| What to work on |
For each entry that follows, write out an identical copy.

| Record extracts |
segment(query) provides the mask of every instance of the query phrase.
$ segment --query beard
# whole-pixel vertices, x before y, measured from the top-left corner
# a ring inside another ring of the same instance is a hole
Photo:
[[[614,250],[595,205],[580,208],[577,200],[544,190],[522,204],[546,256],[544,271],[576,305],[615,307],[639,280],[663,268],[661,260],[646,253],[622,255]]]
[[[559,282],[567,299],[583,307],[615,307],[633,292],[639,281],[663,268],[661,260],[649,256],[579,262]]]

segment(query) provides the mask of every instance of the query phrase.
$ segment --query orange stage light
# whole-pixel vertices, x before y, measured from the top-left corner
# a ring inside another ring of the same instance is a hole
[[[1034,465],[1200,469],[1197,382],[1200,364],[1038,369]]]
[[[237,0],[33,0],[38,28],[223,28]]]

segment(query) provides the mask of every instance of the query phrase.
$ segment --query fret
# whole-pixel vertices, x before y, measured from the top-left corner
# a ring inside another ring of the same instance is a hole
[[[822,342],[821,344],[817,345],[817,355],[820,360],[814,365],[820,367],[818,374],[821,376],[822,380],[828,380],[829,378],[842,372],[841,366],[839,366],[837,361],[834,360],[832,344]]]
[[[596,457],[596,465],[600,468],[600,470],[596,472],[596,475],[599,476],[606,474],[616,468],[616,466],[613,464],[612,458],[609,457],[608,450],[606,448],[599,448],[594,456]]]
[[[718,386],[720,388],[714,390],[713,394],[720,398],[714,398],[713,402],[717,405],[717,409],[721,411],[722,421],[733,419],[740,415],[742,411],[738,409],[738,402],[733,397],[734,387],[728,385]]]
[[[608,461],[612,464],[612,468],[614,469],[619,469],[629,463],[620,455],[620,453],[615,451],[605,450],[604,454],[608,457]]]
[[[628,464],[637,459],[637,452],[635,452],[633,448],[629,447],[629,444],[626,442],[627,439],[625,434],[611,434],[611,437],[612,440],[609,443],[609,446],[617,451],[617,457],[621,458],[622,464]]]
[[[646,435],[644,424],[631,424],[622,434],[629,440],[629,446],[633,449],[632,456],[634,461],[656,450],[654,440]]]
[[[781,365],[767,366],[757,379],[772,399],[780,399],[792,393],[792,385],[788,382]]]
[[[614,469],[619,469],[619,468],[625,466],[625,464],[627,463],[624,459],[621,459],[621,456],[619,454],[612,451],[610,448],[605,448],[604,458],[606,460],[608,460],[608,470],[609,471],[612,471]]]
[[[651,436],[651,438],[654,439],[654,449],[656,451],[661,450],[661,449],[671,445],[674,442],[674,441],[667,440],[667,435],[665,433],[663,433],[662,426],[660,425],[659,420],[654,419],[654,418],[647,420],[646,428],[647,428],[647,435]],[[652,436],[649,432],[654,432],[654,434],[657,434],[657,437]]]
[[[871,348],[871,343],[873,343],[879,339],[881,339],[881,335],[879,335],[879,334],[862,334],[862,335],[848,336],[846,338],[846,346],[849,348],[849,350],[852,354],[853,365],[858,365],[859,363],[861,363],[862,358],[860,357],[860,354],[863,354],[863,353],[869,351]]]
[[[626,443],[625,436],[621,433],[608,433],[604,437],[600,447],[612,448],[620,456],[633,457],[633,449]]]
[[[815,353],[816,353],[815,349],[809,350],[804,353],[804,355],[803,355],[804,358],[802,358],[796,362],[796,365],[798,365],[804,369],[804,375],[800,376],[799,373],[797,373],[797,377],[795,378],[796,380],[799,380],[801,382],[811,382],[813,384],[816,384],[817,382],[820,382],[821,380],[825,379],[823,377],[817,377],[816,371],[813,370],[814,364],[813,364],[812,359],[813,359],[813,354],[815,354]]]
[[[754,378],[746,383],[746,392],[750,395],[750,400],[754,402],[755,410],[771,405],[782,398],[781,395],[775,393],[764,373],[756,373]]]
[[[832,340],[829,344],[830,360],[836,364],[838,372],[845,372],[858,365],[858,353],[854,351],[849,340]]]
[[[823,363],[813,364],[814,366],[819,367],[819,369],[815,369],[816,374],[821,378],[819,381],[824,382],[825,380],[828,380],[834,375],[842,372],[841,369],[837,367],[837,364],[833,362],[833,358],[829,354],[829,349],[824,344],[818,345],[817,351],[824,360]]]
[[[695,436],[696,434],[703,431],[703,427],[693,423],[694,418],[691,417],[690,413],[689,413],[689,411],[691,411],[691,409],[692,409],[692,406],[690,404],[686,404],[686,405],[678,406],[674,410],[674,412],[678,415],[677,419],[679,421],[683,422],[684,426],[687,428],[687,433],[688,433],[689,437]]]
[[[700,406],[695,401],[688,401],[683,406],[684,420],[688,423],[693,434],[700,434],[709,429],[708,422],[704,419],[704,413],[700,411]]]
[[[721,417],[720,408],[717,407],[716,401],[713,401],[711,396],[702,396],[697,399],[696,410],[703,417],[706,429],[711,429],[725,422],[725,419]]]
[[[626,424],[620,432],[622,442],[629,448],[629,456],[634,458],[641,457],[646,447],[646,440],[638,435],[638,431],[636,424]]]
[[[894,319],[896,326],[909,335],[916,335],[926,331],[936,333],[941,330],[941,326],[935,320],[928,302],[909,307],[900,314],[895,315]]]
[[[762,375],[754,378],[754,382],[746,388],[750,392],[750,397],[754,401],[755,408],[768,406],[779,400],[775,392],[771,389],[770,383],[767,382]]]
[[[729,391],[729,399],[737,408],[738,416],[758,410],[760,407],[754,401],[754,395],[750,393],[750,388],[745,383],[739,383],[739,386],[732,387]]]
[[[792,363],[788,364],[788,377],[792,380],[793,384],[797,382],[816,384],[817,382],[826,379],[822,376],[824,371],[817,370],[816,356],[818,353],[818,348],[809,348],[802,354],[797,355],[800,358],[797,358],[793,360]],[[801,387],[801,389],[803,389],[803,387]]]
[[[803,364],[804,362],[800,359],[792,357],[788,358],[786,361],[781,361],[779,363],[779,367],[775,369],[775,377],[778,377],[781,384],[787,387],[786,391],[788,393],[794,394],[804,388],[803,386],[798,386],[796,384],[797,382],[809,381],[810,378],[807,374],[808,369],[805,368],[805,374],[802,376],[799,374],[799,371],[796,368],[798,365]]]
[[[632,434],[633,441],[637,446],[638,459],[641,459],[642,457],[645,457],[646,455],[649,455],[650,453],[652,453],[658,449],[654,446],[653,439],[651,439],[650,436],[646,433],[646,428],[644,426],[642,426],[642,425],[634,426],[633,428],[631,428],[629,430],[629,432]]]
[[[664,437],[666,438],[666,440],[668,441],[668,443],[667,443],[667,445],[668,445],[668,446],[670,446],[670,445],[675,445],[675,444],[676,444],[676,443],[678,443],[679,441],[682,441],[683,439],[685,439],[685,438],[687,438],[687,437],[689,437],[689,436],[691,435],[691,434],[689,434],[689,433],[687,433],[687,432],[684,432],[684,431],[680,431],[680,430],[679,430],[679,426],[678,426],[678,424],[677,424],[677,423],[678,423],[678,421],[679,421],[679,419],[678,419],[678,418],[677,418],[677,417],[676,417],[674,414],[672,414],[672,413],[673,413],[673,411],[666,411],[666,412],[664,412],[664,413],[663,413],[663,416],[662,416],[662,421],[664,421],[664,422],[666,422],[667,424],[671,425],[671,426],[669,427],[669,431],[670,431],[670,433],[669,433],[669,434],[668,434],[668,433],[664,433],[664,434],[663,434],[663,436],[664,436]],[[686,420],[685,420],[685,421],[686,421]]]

| Task output |
segment(query) provides the mask of every instance of the query phrase.
$ segment --query beard
# whole-pixel vertices, x before y, measured from the top-left corner
# a ring inside another ring of the same instance is a hole
Photo:
[[[614,250],[595,205],[580,208],[577,200],[544,190],[522,204],[546,256],[544,271],[576,305],[615,307],[639,280],[663,268],[661,260],[646,253],[622,255]]]
[[[559,282],[567,299],[583,307],[615,307],[633,292],[639,281],[663,268],[661,260],[649,256],[579,262]]]

segment(query) provides the mask of every instance of the query phrase.
$ segment --query orange stage light
# whole-pixel vertices, x before y, measured from the top-left corner
# a ring inside another ring of the same instance is a hole
[[[1034,465],[1200,469],[1197,382],[1200,364],[1038,369]]]
[[[237,0],[33,0],[38,28],[223,28]]]

segment(query) provides the mask of every instance of the query phrase.
$ segment --query fret
# whole-pixel vertices, x before y, measured from the top-left corner
# a ring inside another ring of the same instance is a hole
[[[822,342],[821,344],[817,345],[817,355],[820,360],[814,365],[820,367],[818,374],[821,376],[822,380],[828,380],[829,378],[842,372],[841,366],[839,366],[837,361],[834,360],[832,344]]]
[[[596,457],[596,465],[600,468],[600,470],[596,472],[596,475],[599,476],[606,474],[616,468],[616,466],[613,464],[612,458],[609,457],[608,450],[606,448],[599,448],[594,456]]]
[[[718,386],[720,388],[714,390],[713,394],[720,398],[714,398],[713,402],[717,405],[717,409],[721,411],[722,421],[733,419],[740,415],[742,411],[738,409],[738,402],[733,397],[734,387],[728,385]]]
[[[608,461],[612,464],[612,468],[614,469],[619,469],[629,463],[620,455],[620,453],[615,451],[605,450],[604,454],[608,457]]]
[[[628,464],[637,459],[637,452],[635,452],[633,448],[629,447],[629,444],[626,442],[627,439],[625,434],[611,434],[611,437],[612,440],[609,443],[609,446],[617,451],[617,457],[621,458],[622,464]]]
[[[646,435],[644,424],[631,424],[622,434],[629,440],[629,446],[633,449],[632,456],[634,461],[656,450],[654,440]]]
[[[781,365],[767,366],[757,379],[772,399],[780,399],[792,393],[792,385],[788,382]]]
[[[614,469],[619,469],[619,468],[625,466],[625,464],[627,463],[624,459],[621,459],[621,456],[619,454],[612,451],[610,448],[605,448],[604,458],[606,460],[608,460],[608,470],[609,471],[612,471]]]
[[[651,436],[651,438],[654,439],[654,449],[656,451],[661,450],[661,449],[671,445],[674,442],[674,441],[667,440],[667,435],[665,433],[663,433],[662,426],[660,425],[659,420],[654,419],[654,418],[647,420],[646,428],[647,428],[647,435]],[[652,436],[649,432],[654,432],[654,434],[657,434],[657,437]]]
[[[871,348],[871,343],[873,343],[879,339],[881,339],[881,335],[879,335],[879,334],[862,334],[862,335],[848,336],[846,338],[846,346],[849,348],[849,350],[852,354],[853,365],[858,365],[859,363],[861,363],[862,358],[860,357],[860,354],[863,354],[863,353],[869,351]]]
[[[626,443],[625,436],[621,433],[608,433],[604,437],[600,447],[612,448],[620,456],[633,457],[633,449]]]
[[[815,353],[816,353],[815,349],[809,350],[804,353],[804,355],[803,355],[804,358],[802,358],[796,362],[796,365],[798,365],[804,369],[804,375],[800,376],[799,373],[797,373],[797,377],[795,378],[796,380],[799,380],[801,382],[811,382],[813,384],[816,384],[817,382],[820,382],[821,380],[825,379],[823,377],[817,377],[816,371],[813,370],[814,364],[813,364],[812,359],[813,359],[813,354],[815,354]]]
[[[754,378],[746,383],[746,392],[750,395],[750,400],[754,402],[755,410],[771,405],[782,398],[781,395],[775,393],[764,373],[756,373]]]
[[[832,340],[829,344],[830,360],[836,364],[838,372],[845,372],[858,365],[858,353],[854,351],[849,340]]]
[[[823,363],[813,364],[814,366],[819,367],[819,369],[815,369],[816,374],[821,378],[819,381],[824,382],[825,380],[828,380],[834,375],[842,372],[841,369],[837,367],[837,364],[833,362],[833,358],[829,354],[829,349],[824,344],[818,345],[817,351],[824,360]]]
[[[695,436],[696,434],[703,431],[703,427],[693,423],[694,418],[691,417],[690,413],[689,413],[689,411],[691,411],[691,409],[692,409],[692,406],[690,404],[686,404],[686,405],[678,406],[674,410],[674,412],[678,415],[677,419],[679,421],[683,422],[684,426],[687,428],[687,433],[688,433],[689,437]]]
[[[700,406],[695,401],[688,401],[683,406],[684,420],[688,423],[693,434],[700,434],[709,429],[708,422],[704,419],[704,413],[700,411]]]
[[[721,417],[720,408],[717,407],[716,401],[713,401],[711,396],[702,396],[697,399],[696,410],[703,417],[706,429],[711,429],[725,422],[725,419]]]
[[[626,424],[620,432],[622,442],[629,448],[629,456],[634,458],[641,457],[646,447],[646,440],[638,435],[638,431],[636,424]]]
[[[894,319],[896,326],[909,335],[916,335],[926,331],[936,333],[941,330],[941,326],[935,320],[928,302],[909,307],[900,314],[895,315]]]
[[[762,375],[754,378],[754,382],[746,388],[750,392],[750,397],[754,401],[755,408],[768,406],[779,400],[775,392],[771,389],[770,383],[767,382]]]
[[[729,391],[729,399],[737,408],[738,416],[758,410],[760,407],[754,401],[754,395],[750,393],[750,388],[745,383],[739,383],[739,386],[732,387]]]
[[[792,363],[788,364],[788,377],[792,380],[793,384],[797,382],[816,384],[817,382],[826,379],[822,376],[824,371],[817,370],[816,356],[818,353],[818,348],[809,348],[802,354],[797,355],[800,358],[797,358],[793,360]],[[801,387],[801,389],[803,389],[803,387]]]
[[[803,364],[804,362],[800,359],[792,357],[788,358],[786,361],[781,361],[779,363],[779,367],[775,369],[775,377],[778,377],[781,384],[787,387],[786,391],[788,393],[794,394],[804,388],[803,386],[798,386],[796,384],[797,382],[809,381],[810,378],[807,374],[808,369],[805,368],[805,374],[802,376],[799,374],[799,371],[796,368],[798,365]]]
[[[632,434],[633,441],[637,446],[638,459],[641,459],[642,457],[645,457],[646,455],[649,455],[650,453],[652,453],[658,449],[654,446],[653,439],[651,439],[650,436],[646,433],[646,428],[644,426],[642,426],[642,425],[634,426],[633,428],[631,428],[629,430],[629,432]]]
[[[664,437],[666,438],[666,440],[668,441],[668,443],[667,443],[667,445],[668,445],[668,446],[670,446],[670,445],[675,445],[675,444],[676,444],[676,443],[678,443],[679,441],[682,441],[683,439],[685,439],[685,438],[687,438],[687,437],[689,437],[689,436],[691,435],[691,434],[689,434],[689,433],[687,433],[687,432],[684,432],[684,431],[680,431],[680,430],[679,430],[679,426],[678,426],[678,424],[677,424],[677,423],[678,423],[678,421],[679,421],[679,419],[678,419],[678,418],[677,418],[677,417],[676,417],[674,414],[672,414],[672,413],[673,413],[673,411],[666,411],[666,412],[664,412],[664,413],[663,413],[663,416],[662,416],[662,421],[664,421],[664,422],[666,422],[667,424],[671,425],[671,426],[669,427],[669,431],[670,431],[670,433],[669,433],[669,434],[668,434],[668,433],[664,433],[664,434],[663,434],[663,436],[664,436]],[[686,420],[685,420],[685,421],[686,421]]]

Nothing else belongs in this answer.